** KUTIPAN DOKUMEN **

┄┄┄┄┄┄┄┄┄┄┄┄┄┄┄┄┄┄┄┄

Oleh Idham Cholid
Jumat berkah. Hari ini (25/12) Menteri Agama Gus Yaqut Cholil Qoumas menziarahi pusara Abahnya, almaghfurlah KH. Cholil Bisri, Rembang. Saya yakin, Mbah Cholil –demikian sapaan akrabnya– tersenyum bangga.
Saya masih terngiang bagaimana tawanya. Khas banget. Bahkan saat ceramah sekalipun. Itulah kenapa saya sangat menggandrunginya.
Tak hanya itu. Selain juga humoris, inilah ciri khas Kiai NU, Mbah Cholil tak pernah jaga jarak. Friendly. Kalau SMS-an (saat itu belum ada WA), bisa sampai dini hari.
Beliau, maaf, kadang terlihat “urakan” juga untuk ukuran kiai besar. Pernah, pada liburan 2003, beliau mengajak isteri (Nyai Muhsinah Cholil), anak, menantu dan cucu-cucunya berlibur ke Wonosobo.

┄┄┄┄┄┄┄┄┄┄┄┄┄┄┄┄┄┄┄┄

Catatan anotasi batas:
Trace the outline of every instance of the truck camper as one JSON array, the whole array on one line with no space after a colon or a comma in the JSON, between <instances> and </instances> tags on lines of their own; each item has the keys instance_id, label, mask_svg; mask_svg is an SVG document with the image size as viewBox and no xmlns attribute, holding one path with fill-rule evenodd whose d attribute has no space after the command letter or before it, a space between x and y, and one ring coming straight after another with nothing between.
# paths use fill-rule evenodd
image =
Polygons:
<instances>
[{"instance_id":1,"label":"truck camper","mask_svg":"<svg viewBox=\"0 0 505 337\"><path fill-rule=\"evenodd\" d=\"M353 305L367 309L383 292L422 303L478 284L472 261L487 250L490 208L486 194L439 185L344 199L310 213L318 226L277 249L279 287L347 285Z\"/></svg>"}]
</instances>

┄┄┄┄┄┄┄┄┄┄┄┄┄┄┄┄┄┄┄┄

** TUGAS WAJIB 1 **
Sebutkan semua pihak yang diajak Mbah Cholil berlibur ke Wonosobo pada tahun 2003 menurut kutipan tentang KH. Cholil Bisri.
** TUGAS WAJIB 2 **
Lanjutkan tulisan kenangan tentang KH. Cholil Bisri setelah kalimat terakhirnya.
Entri-entri di atas tidak ada hubungannya dengan kutipan dokumen.

** HASIL TUGAS 1 **
isteri (Nyai Muhsinah Cholil), anak, menantu, cucu-cucunya

** HASIL TUGAS 2 **
Di tengah kesibukannya sebagai Wakil Ketua MPRRI saat itu, beliau sempatkan 3 hari menikmati dinginnya kota pegunungan. Semua tempat wisata dikunjungi.
Saat ke Dieng, beliau kenakan celana putih 3/4, pakai tutup kepala (bukan peci) dengan sarung hanya dikalungkan persis orang gunung.
Itulah kenapa saya sebut urakan, beliau bahkan “suit-suit” keras ketika memanggil sang isteri tercinta saat di telaga warna. Kayak ABG saja.
Kacang Dieng
Beliau sangat menikmati. Ada kesan khusus. “Tempat wisata sebagus ini koq gak dirawat. Ini di luar negeri gak ada. Di sana buatan semua,” katanya heran.
Kini, telah 16 tahun sudah Mbah Cholil pulang ke rahmatullah. Bersyukur kami yang pernah dekat dan “dianggep” oleh beliau dan keluarga.
Kacang Dieng kesukaannya selalu dipesan, kata Nyai Muhsinah, untuk menemani nonton bola atau nulis artikel di depan komputer.
Satu kenangan yang sampai saat ini selalu kami jaga, beliau memberi nama: Mohammad Luthfil-Aziiz, untuk anak bungsu kami.
Beliau sempatkan secara khusus seusai Sidang Tahunan MPR akhir Agustus 2002 saat itu untuk kami merayakan tasyakuran walimah tasmiyah.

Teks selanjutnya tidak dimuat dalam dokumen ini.